## [Work instructions]
**a.** Answer the following questions from the court opinion excerpt, one per line:
(i) How often did Plaintiff's treating physician see Plaintiff?
(ii) How did Plaintiff's Zoloft dosage change between 2006 and 2009?
(iii) Which case is quoted for the statement "We review only the reasons provided by the ALJ in the disability determination"?
**b.** Copy out the passage of the court opinion excerpt that begins at the words "Defendant argues that" and ends after the words "194, 196 (1947)).".
**c.** In one to three sentences, explain why the court opinion excerpt sets aside Defendant's argument about the intensity of Plaintiff's treatment, using the reason the excerpt itself gives.

## [Source document]
------------------------------------------------------------

Defendant argues that "the ALJ observed that the intensity of Plaintiff's treatment was not consistent with the level of disability she alleged." (Joint Stip. at 47.) However, the ALJ did not rely on this reason in rejecting Plaintiff's credibility. The Court's review is limited to the reasons actually provided by the ALJ in her decision. See Orn v. Astrue, 495 F.3d 625, 630 (9th Cir. 2007) ("We review only the reasons provided by the ALJ in the disability determination and may not affirm the ALJ on a ground upon which he did not rely."); Connett v. Barnhart, 340 F.3d 871, 874 (9th Cir. 2003) ("We are constrained to review the reasons the ALJ asserts[ and i]t was error for the district court to affirm the ALJ's . . . decision based on evidence that the ALJ did not discuss.") (citing SEC v. Chenery Corp., 332 U.S. 194, 196 (1947)).

In any event, a review of the record reveals that Plaintiff's treating physician saw Plaintiff every six weeks and prescribed anti-depressants to treat her symptoms. (See, e.g., AR at 339-60.) Plaintiff's treating physicians increased her dosage of Zoloft from 50 milligrams in 2006 to 150 milligrams in 2009. (See id. at 45, 233.) Plaintiff also attends individual therapy sessions every other week and group therapy once a week. (Id. at 363.) The ALJ's disagreement with Plaintiff's treating physician's prescribed course of treatment improperly substitutes her judgment for the judgment of Plaintiff's treating physician. See Tackett, 180 F.3d at 1102-03 (ALJ may not substitute his own interpretation of the medical evidence for the opinion of medical professionals); Day v. Weinberger, 522 F.2d 1154, 1156 (9th Cir. 1975) (ALJ erred by relying upon "his own exploration and assessment" of plaintiff's medical condition rather than medical evidence in the record); Clifford v. Apfel, 227 F.3d 863, 870 (7th Cir. 2000, as amended Dec. 13, 2000) ("[A]n ALJ must not substitute his own judgment for a physician's opinion without relying on other medical evidence or authority in the record."); Banks v. Barnhart, 434 F. Supp. 2d 800, 805 (C.D. Cal. 2006) ("An ALJ cannot arbitrarily substitute his own judgment for competent medical opinion, and he must not succumb to the temptation to play doctor and make his own independent medical findings.") (internal quotation marks, alterations and citations omitted).

------------------------------------------------------------

## [The data]
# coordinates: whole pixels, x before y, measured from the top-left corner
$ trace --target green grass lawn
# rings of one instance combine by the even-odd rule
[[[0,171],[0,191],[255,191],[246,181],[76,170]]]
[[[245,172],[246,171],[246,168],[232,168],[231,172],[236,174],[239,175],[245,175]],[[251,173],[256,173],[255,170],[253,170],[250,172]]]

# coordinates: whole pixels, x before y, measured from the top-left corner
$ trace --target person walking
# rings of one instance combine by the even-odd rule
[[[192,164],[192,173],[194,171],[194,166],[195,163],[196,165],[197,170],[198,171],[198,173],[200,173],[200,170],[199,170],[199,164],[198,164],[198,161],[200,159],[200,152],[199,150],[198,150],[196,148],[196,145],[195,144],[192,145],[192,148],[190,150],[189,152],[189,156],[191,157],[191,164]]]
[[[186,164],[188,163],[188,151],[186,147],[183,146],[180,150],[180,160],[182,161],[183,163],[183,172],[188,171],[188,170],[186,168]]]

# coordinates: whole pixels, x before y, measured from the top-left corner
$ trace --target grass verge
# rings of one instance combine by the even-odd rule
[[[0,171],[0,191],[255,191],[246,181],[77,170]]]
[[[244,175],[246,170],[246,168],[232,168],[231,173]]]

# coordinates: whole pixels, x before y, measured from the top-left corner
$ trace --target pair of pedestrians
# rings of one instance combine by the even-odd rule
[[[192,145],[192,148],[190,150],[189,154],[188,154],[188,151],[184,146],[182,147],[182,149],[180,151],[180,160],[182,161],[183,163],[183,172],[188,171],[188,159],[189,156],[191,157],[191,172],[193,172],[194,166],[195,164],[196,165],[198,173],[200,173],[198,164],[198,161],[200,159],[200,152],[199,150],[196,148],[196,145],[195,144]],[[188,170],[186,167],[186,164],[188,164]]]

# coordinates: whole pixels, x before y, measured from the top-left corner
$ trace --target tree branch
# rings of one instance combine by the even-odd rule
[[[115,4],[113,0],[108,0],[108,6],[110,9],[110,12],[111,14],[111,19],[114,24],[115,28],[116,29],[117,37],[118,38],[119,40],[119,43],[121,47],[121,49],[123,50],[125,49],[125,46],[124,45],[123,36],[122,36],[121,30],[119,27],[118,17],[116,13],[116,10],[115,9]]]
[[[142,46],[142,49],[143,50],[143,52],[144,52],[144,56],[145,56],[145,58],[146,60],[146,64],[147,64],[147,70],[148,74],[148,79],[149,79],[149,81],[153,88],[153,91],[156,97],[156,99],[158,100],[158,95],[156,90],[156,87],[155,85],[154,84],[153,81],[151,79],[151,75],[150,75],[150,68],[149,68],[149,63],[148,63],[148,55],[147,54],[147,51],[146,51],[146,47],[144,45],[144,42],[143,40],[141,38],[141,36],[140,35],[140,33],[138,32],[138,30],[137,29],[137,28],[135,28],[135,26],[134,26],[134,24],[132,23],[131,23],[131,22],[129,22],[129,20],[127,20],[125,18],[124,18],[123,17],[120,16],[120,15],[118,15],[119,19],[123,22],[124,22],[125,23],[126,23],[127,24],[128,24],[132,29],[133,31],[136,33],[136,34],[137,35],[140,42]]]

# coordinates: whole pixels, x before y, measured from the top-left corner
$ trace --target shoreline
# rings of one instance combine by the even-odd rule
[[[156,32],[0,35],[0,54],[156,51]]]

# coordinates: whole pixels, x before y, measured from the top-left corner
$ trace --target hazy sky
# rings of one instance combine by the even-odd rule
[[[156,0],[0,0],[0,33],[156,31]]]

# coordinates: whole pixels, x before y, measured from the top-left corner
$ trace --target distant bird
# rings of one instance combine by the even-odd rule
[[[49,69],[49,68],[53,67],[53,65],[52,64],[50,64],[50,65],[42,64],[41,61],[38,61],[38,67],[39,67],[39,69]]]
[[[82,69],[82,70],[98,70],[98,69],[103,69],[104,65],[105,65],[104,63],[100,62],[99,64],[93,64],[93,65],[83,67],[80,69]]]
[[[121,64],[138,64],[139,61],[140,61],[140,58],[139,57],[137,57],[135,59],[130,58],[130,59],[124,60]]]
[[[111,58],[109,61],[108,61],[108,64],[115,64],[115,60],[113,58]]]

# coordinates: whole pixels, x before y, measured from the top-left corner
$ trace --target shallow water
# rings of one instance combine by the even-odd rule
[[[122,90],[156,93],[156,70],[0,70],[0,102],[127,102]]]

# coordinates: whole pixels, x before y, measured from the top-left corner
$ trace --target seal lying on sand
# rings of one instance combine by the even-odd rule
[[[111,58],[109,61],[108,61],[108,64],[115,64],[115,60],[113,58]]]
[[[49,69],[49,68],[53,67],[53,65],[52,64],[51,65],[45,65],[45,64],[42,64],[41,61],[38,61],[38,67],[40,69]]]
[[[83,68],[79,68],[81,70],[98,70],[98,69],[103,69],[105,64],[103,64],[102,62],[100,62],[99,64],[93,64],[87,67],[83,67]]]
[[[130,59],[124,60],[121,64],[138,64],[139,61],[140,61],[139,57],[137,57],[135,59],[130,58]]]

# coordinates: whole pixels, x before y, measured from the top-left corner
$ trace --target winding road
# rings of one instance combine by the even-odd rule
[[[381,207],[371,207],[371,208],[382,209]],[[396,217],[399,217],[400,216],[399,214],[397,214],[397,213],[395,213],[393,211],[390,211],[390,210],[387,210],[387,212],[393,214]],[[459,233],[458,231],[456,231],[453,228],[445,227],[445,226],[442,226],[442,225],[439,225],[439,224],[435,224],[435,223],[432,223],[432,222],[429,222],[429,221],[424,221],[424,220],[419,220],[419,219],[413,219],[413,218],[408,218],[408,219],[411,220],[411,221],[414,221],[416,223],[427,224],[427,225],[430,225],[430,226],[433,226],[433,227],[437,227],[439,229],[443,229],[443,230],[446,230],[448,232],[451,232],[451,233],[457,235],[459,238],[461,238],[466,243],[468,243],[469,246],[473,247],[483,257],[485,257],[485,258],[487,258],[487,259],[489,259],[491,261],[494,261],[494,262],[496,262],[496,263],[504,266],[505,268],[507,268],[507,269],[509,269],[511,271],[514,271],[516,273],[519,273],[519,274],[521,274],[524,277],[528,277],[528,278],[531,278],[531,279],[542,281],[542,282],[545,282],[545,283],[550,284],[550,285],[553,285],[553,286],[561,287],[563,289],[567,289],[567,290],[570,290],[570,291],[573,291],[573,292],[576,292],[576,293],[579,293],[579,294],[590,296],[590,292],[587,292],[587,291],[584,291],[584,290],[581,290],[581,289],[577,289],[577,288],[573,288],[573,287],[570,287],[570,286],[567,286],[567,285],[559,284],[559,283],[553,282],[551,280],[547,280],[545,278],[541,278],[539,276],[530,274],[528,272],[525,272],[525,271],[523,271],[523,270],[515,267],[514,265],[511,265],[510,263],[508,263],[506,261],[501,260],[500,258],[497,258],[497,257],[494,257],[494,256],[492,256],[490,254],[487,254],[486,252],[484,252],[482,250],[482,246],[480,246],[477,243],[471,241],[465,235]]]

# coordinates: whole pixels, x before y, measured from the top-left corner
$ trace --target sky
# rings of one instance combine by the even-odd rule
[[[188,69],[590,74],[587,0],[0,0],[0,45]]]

------------------------------------------------------------

## [Results by task]
**a.**
(i) Every six weeks.
(ii) It increased from 50 milligrams in 2006 to 150 milligrams in 2009.
(iii) Orn v. Astrue, 495 F.3d 625, 630 (9th Cir. 2007).

**b.**
Defendant argues that "the ALJ observed that the intensity of Plaintiff's treatment was not consistent with the level of disability she alleged." (Joint Stip. at 47.) However, the ALJ did not rely on this reason in rejecting Plaintiff's credibility. The Court's review is limited to the reasons actually provided by the ALJ in her decision. See Orn v. Astrue, 495 F.3d 625, 630 (9th Cir. 2007) ("We review only the reasons provided by the ALJ in the disability determination and may not affirm the ALJ on a ground upon which he did not rely."); Connett v. Barnhart, 340 F.3d 871, 874 (9th Cir. 2003) ("We are constrained to review the reasons the ALJ asserts[ and i]t was error for the district court to affirm the ALJ's . . . decision based on evidence that the ALJ did not discuss.") (citing SEC v. Chenery Corp., 332 U.S. 194, 196 (1947)).

**c.** The ALJ did not rely on that reason when rejecting Plaintiff's credibility. The Court's review is limited to the reasons the ALJ actually gave in her decision, so it may not affirm on a ground the ALJ did not rely on.